*Exercise aim*:
For this task, copy the data that follows exactly, keeping every character.

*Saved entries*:
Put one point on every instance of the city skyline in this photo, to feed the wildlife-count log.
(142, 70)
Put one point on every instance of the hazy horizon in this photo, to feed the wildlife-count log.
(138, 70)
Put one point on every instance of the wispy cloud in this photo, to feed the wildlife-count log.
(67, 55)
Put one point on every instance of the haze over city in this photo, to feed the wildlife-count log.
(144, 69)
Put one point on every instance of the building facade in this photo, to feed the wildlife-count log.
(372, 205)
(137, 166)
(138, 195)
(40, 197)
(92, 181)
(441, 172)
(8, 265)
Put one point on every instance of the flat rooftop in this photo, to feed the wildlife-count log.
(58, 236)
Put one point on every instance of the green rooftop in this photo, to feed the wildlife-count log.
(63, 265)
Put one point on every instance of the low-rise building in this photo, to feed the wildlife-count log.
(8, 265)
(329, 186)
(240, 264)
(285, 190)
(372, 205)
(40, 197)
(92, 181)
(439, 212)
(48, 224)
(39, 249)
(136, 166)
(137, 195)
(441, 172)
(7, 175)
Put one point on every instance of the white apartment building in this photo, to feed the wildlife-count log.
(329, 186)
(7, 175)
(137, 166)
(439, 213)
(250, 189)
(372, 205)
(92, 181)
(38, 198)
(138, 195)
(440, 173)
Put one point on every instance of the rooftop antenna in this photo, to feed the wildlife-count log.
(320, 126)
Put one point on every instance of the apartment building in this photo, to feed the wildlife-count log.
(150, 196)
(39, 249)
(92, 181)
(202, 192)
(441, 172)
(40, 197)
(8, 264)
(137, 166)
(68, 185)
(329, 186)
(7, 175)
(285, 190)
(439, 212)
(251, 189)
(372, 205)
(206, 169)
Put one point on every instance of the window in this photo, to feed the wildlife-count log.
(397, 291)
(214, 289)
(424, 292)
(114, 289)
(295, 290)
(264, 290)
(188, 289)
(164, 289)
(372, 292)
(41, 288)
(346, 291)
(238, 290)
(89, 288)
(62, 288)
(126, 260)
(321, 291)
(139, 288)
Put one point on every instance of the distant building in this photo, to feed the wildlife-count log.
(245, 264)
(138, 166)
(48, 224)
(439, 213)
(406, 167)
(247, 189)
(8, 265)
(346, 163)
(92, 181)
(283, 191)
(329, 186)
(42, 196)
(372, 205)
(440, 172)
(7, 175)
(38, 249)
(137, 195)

*The completed task*:
Put one point on every instance of the city skyline in this photo, to feed the wildlife-count log.
(142, 70)
Put one point on every instance of the hazy horizon in this photo, to feed the wildlife-count log.
(138, 70)
Put one point on every instance of the wispy cloud in this photo, to feed the wildlife-count log.
(67, 55)
Put one point on every instance of the haze over city in this photo, to feed the wildlife-count log.
(144, 69)
Put one point on every instance of the building facade in this photo, to feed the wildlife-count log.
(372, 205)
(137, 166)
(138, 195)
(40, 197)
(92, 181)
(441, 172)
(8, 265)
Put one point on every instance of the flat rooftop in this photo, to feed the wildlife-count log.
(58, 236)
Put one point on every instance of the green rooftop in this photo, to feed the wildlife-count log.
(63, 265)
Put one point on every instance of the low-rise building in this photo, to feed the wildlife-count log.
(8, 265)
(329, 186)
(240, 264)
(285, 190)
(372, 205)
(40, 197)
(92, 181)
(439, 212)
(48, 224)
(39, 249)
(136, 166)
(137, 195)
(441, 172)
(7, 175)
Put one point on every instance of the white apartment building in this photo, to feed the wildlife-count log.
(329, 186)
(7, 175)
(137, 166)
(439, 213)
(250, 189)
(372, 205)
(92, 181)
(38, 198)
(138, 195)
(440, 173)
Put one point on every instance of the rooftop antenna in this photo, to feed the wildlife-count log.
(320, 126)
Put one point on every instance of the apartment building in this photo, to feed the wildlife-count log.
(150, 196)
(39, 249)
(92, 181)
(202, 192)
(441, 172)
(40, 197)
(8, 264)
(137, 166)
(68, 185)
(329, 186)
(7, 175)
(285, 190)
(439, 212)
(251, 189)
(372, 205)
(206, 169)
Put one point on every instance of the window in this photo, to feed the wildlife-count log.
(397, 291)
(214, 289)
(424, 292)
(114, 289)
(295, 290)
(264, 290)
(188, 289)
(164, 289)
(372, 292)
(41, 288)
(346, 291)
(238, 290)
(89, 288)
(62, 288)
(126, 260)
(321, 291)
(139, 288)
Put one point on every instance of the distant building in this photo, to feed the wildlife-count log.
(245, 264)
(138, 166)
(48, 224)
(439, 213)
(406, 167)
(247, 189)
(8, 265)
(346, 163)
(92, 181)
(283, 191)
(329, 186)
(42, 196)
(372, 205)
(440, 172)
(7, 175)
(38, 249)
(137, 195)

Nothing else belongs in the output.